[Supplied records Boundary: Start]

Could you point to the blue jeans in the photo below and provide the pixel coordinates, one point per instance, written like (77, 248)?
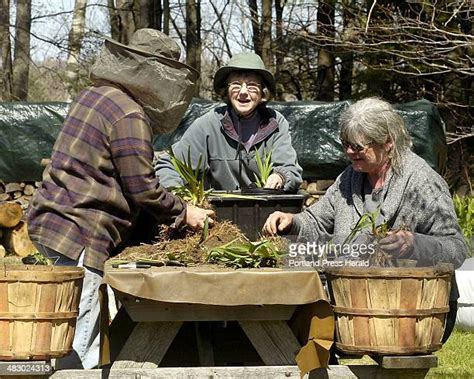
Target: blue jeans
(86, 339)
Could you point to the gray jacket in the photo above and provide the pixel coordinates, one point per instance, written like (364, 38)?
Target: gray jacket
(214, 136)
(418, 199)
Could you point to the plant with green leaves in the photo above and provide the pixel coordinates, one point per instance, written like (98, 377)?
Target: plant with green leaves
(192, 191)
(368, 221)
(265, 167)
(240, 253)
(464, 207)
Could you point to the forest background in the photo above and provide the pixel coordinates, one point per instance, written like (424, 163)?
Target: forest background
(326, 51)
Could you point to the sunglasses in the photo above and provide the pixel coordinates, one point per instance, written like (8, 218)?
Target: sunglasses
(354, 146)
(252, 87)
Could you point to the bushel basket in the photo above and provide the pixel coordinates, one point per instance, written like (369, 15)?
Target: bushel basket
(38, 310)
(390, 310)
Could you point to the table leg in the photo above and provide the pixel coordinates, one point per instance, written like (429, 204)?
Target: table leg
(147, 345)
(274, 341)
(204, 343)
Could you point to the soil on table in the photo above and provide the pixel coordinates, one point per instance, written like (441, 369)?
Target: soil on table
(190, 248)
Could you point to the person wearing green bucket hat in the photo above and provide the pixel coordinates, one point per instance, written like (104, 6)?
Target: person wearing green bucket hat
(101, 177)
(228, 138)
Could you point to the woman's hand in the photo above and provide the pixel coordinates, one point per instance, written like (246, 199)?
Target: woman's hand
(399, 244)
(274, 181)
(195, 217)
(278, 222)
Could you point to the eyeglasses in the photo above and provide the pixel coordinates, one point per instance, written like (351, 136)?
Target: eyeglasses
(252, 87)
(354, 146)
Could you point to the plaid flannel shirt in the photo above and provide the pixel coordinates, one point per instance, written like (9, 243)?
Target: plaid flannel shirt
(101, 175)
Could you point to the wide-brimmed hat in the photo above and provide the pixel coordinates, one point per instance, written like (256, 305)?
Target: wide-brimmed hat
(244, 62)
(162, 86)
(153, 43)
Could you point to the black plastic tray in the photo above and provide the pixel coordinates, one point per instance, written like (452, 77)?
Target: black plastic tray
(250, 214)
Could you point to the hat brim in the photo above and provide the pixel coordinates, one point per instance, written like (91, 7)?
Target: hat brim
(166, 60)
(222, 74)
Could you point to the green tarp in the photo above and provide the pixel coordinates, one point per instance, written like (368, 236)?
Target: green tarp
(28, 131)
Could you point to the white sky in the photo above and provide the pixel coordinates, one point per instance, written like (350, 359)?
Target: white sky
(57, 27)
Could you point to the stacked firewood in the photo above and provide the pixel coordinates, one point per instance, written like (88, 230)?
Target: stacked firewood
(14, 199)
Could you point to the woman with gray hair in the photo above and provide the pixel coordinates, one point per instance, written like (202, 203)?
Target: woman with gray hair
(386, 177)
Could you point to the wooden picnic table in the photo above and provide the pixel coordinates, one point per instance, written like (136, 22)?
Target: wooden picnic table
(274, 308)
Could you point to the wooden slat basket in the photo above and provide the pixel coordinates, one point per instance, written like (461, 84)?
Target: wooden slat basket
(38, 310)
(390, 310)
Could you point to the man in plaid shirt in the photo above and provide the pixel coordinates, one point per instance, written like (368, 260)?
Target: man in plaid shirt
(101, 173)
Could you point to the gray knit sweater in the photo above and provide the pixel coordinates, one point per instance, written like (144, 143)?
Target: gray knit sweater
(419, 199)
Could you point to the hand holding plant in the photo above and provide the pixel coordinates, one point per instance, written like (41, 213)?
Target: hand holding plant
(265, 167)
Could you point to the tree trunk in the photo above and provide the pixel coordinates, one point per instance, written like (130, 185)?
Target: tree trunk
(279, 43)
(121, 20)
(6, 63)
(166, 17)
(257, 43)
(193, 34)
(21, 61)
(114, 20)
(347, 58)
(267, 54)
(76, 35)
(325, 28)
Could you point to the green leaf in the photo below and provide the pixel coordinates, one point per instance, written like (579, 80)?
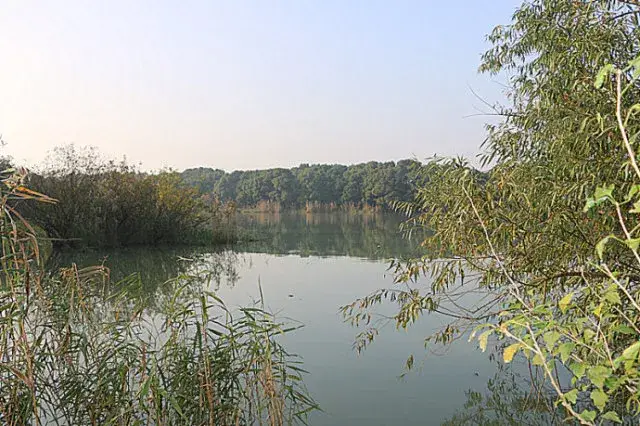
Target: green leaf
(633, 243)
(599, 399)
(571, 396)
(565, 350)
(611, 295)
(602, 74)
(482, 340)
(624, 329)
(538, 360)
(636, 207)
(632, 192)
(612, 415)
(589, 204)
(588, 415)
(632, 351)
(600, 246)
(564, 302)
(578, 369)
(510, 351)
(603, 193)
(550, 338)
(598, 374)
(635, 66)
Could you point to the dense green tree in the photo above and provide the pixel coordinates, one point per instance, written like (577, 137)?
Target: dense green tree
(521, 233)
(373, 183)
(104, 203)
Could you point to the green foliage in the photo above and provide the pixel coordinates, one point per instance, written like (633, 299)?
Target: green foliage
(371, 184)
(561, 279)
(103, 203)
(74, 351)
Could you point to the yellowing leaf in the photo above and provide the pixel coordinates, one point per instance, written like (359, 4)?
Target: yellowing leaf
(564, 302)
(599, 399)
(482, 340)
(510, 351)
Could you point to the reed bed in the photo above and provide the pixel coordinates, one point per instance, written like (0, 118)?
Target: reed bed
(74, 350)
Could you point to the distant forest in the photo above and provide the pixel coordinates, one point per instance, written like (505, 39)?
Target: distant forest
(367, 184)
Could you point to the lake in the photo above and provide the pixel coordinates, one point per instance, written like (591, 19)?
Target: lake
(307, 267)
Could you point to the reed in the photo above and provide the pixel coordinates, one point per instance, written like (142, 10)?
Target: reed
(76, 349)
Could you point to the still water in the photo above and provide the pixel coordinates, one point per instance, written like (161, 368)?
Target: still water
(307, 267)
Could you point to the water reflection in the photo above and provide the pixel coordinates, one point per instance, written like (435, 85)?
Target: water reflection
(150, 273)
(516, 395)
(326, 261)
(365, 235)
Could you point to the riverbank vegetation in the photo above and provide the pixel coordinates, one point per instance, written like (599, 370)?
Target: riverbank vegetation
(316, 187)
(550, 233)
(103, 203)
(78, 349)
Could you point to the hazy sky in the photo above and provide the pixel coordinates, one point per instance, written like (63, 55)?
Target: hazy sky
(245, 84)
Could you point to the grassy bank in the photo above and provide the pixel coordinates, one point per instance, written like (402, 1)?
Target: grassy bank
(102, 203)
(75, 351)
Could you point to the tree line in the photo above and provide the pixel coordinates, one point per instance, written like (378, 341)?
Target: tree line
(103, 203)
(552, 232)
(366, 184)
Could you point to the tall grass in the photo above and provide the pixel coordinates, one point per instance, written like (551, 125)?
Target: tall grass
(75, 351)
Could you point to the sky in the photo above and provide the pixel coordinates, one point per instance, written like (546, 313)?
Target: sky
(246, 84)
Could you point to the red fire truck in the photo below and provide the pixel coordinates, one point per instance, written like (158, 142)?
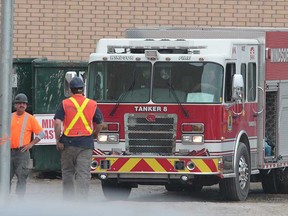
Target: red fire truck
(187, 108)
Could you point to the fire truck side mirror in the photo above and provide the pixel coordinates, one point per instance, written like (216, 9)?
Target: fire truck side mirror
(237, 87)
(68, 77)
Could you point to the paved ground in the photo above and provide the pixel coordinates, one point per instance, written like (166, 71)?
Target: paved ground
(44, 198)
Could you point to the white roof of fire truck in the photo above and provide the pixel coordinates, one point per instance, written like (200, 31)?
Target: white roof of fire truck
(205, 47)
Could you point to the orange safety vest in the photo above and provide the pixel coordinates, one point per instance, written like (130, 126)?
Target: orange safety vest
(79, 112)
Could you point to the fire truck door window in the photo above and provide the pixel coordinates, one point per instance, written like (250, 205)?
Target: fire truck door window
(252, 88)
(187, 82)
(230, 71)
(243, 72)
(119, 81)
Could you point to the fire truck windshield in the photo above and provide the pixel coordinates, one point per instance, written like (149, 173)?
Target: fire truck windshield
(162, 82)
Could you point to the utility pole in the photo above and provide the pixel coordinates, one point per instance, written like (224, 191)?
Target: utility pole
(6, 61)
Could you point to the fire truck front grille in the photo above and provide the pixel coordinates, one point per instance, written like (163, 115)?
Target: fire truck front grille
(150, 133)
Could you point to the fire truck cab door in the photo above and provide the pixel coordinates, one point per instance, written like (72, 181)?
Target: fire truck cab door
(282, 120)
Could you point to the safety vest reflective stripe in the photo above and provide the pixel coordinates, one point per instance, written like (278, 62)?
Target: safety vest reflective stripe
(79, 115)
(23, 130)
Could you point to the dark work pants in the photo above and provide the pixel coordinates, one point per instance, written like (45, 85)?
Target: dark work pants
(19, 166)
(75, 165)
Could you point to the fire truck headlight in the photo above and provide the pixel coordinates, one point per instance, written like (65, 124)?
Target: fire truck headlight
(192, 139)
(197, 139)
(108, 138)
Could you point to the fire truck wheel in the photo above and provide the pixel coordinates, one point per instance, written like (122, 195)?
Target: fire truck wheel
(237, 188)
(268, 180)
(115, 191)
(282, 180)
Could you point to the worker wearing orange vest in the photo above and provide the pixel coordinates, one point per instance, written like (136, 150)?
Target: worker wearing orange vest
(76, 143)
(23, 125)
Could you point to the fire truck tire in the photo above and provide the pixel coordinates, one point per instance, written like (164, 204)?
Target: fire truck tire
(237, 188)
(269, 181)
(282, 180)
(115, 191)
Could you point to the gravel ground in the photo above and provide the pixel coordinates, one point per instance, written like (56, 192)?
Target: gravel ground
(44, 197)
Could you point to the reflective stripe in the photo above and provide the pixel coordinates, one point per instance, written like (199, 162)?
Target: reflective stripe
(79, 115)
(23, 130)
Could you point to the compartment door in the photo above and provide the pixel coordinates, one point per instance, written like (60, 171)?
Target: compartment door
(282, 120)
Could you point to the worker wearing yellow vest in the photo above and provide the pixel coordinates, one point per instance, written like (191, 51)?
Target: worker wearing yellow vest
(23, 125)
(78, 116)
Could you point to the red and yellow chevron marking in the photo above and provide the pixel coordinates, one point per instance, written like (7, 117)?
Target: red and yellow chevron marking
(157, 165)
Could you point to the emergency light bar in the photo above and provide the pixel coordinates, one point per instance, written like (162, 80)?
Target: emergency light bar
(167, 46)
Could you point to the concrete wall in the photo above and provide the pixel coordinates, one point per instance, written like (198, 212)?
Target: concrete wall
(69, 29)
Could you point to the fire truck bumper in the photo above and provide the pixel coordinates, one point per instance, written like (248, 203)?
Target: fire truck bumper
(172, 167)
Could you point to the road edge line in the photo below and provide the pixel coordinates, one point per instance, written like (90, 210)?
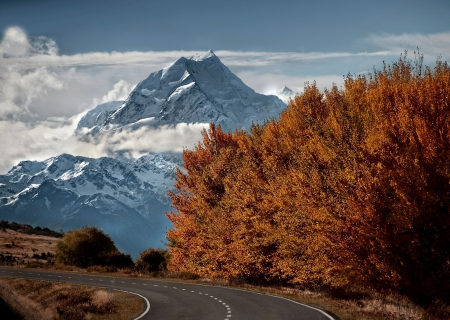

[Supplied records Boundary: End]

Problem | When a line in the records above contains the word "below", copy it.

Answer for this exercise |
Could you point to the blue jeans in the photo below and provide the pixel coordinates, one point per instance, written like (77, 248)?
Could you point to the green leaf in the photo below and provide the pixel coordinates, one point per instance, written like (579, 80)?
Could you point to the red fire truck in the photo below and provide the pixel coordinates, one point per instance, written like (158, 142)?
Could you point to the road edge line in the photo below and provide the pixel coordinates, one point per instance, written like (90, 210)?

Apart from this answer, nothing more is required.